*** Opening DATA RECORDS ***

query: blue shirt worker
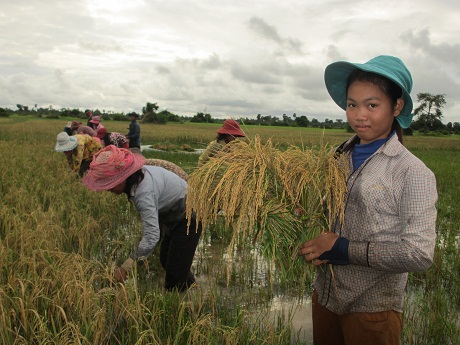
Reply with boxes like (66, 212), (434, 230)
(126, 112), (141, 149)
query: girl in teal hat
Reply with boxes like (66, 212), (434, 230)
(298, 55), (438, 345)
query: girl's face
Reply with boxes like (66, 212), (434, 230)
(346, 81), (403, 144)
(109, 181), (126, 195)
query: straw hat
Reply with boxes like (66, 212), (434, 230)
(89, 115), (101, 124)
(324, 55), (413, 128)
(82, 145), (146, 191)
(217, 119), (245, 137)
(55, 132), (78, 152)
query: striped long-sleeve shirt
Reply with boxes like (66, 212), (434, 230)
(314, 134), (438, 314)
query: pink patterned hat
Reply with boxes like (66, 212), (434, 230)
(82, 145), (146, 191)
(89, 116), (101, 124)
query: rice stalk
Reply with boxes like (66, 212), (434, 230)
(186, 135), (348, 284)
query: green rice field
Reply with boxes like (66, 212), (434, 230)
(1, 116), (459, 344)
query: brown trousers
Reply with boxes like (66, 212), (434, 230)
(312, 291), (402, 345)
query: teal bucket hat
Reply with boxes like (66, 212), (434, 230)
(324, 55), (413, 128)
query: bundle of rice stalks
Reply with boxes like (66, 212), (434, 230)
(186, 135), (348, 284)
(144, 158), (189, 181)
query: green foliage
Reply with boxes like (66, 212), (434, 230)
(158, 109), (182, 122)
(142, 102), (168, 124)
(403, 127), (413, 136)
(413, 93), (447, 132)
(294, 115), (310, 127)
(0, 107), (9, 117)
(60, 108), (84, 118)
(111, 113), (130, 121)
(191, 111), (214, 123)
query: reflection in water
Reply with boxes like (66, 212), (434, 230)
(269, 296), (313, 344)
(193, 235), (313, 344)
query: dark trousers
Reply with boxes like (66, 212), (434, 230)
(312, 290), (402, 345)
(78, 159), (92, 177)
(159, 218), (202, 292)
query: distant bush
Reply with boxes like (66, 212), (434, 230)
(403, 128), (413, 136)
(112, 114), (130, 121)
(0, 108), (9, 117)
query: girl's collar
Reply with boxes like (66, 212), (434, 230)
(335, 130), (397, 156)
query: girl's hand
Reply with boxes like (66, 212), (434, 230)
(298, 232), (339, 266)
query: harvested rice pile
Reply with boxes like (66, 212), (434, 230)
(144, 158), (189, 181)
(186, 135), (348, 280)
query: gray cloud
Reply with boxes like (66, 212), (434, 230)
(399, 28), (460, 112)
(325, 45), (346, 63)
(248, 16), (283, 43)
(401, 28), (460, 67)
(247, 16), (303, 54)
(230, 62), (281, 85)
(0, 0), (460, 122)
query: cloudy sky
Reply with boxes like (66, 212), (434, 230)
(1, 0), (460, 123)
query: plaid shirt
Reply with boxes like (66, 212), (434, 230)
(197, 139), (225, 167)
(314, 134), (437, 314)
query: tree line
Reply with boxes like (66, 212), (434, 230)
(1, 93), (459, 134)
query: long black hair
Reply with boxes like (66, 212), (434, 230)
(347, 70), (404, 144)
(123, 169), (145, 199)
(102, 132), (112, 147)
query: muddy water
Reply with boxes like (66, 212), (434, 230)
(194, 239), (313, 344)
(269, 296), (313, 344)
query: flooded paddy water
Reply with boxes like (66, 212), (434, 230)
(192, 229), (314, 344)
(267, 296), (313, 344)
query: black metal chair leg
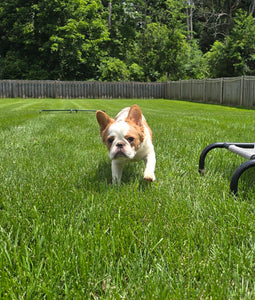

*** Closing DATA RECORDS ***

◆ **WHAT THIS TASK INVOLVES**
Once the pictures are set aside, please output all the data word for word.

◆ **RESPONSE**
query: blue shirt worker
Reply with boxes like (66, 212), (434, 230)
(126, 112), (141, 149)
query: girl in teal hat
Reply with boxes like (66, 212), (434, 230)
(298, 55), (438, 345)
query: girl's face
Reply with boxes like (66, 212), (434, 230)
(346, 81), (403, 144)
(109, 181), (126, 195)
query: straw hat
Reply with boxes like (66, 212), (434, 230)
(89, 115), (101, 124)
(324, 55), (413, 128)
(82, 145), (146, 191)
(217, 119), (245, 137)
(55, 132), (78, 152)
query: striped long-sleeve shirt
Reply with boxes like (66, 212), (434, 230)
(314, 134), (438, 314)
query: pink patterned hat
Reply with boxes like (66, 212), (434, 230)
(82, 145), (146, 191)
(89, 116), (101, 124)
query: rice stalk
Reply with boxes like (66, 212), (434, 230)
(186, 135), (348, 284)
query: green rice field
Reply with boxes like (66, 212), (434, 230)
(1, 116), (459, 344)
query: brown trousers
Reply with boxes like (66, 212), (434, 230)
(312, 291), (402, 345)
query: teal bucket hat
Reply with boxes like (66, 212), (434, 230)
(324, 55), (413, 128)
query: bundle of rice stalks
Reply with boxes like (66, 212), (434, 230)
(186, 135), (348, 284)
(144, 158), (189, 181)
query: green foliage
Reply with boxes like (66, 212), (434, 230)
(158, 109), (182, 122)
(142, 102), (168, 124)
(403, 127), (413, 136)
(413, 93), (447, 132)
(294, 115), (310, 127)
(0, 107), (9, 117)
(60, 108), (84, 118)
(111, 113), (130, 121)
(191, 111), (214, 123)
query: reflection in water
Reply with boxes like (66, 212), (434, 230)
(269, 296), (313, 344)
(193, 235), (313, 344)
query: dark trousers
Reply with boxes like (66, 212), (434, 230)
(312, 290), (402, 345)
(78, 159), (92, 177)
(159, 218), (202, 292)
query: distant bush
Reply with boxes like (66, 212), (434, 230)
(403, 128), (413, 136)
(112, 114), (130, 121)
(0, 108), (9, 117)
query: girl's collar
Reply with boxes like (66, 212), (434, 230)
(335, 130), (397, 156)
query: girl's hand
Reply with boxes like (66, 212), (434, 230)
(298, 232), (339, 266)
query: harvested rice pile
Reply with boxes like (66, 212), (434, 230)
(144, 158), (189, 181)
(186, 135), (348, 280)
query: gray cloud
Reply with boxes like (66, 212), (434, 230)
(399, 28), (460, 112)
(325, 45), (346, 63)
(248, 16), (283, 43)
(401, 28), (460, 67)
(247, 16), (303, 54)
(230, 62), (281, 85)
(0, 0), (460, 122)
query: cloudy sky
Reply with boxes like (66, 212), (434, 230)
(1, 0), (460, 123)
query: plaid shirt
Reply with boxes like (66, 212), (434, 230)
(197, 139), (225, 167)
(314, 134), (437, 314)
query: tree line
Reply with boxes like (66, 212), (434, 230)
(1, 93), (459, 134)
query: long black hair
Reply with boxes like (66, 212), (434, 230)
(347, 70), (404, 144)
(123, 169), (145, 199)
(102, 132), (112, 147)
query: muddy water
Reply with boxes like (66, 212), (434, 230)
(194, 239), (313, 344)
(269, 296), (313, 344)
query: flooded paddy water
Reply with boxes like (66, 212), (434, 230)
(192, 229), (314, 344)
(267, 296), (313, 344)
query: black metal chair leg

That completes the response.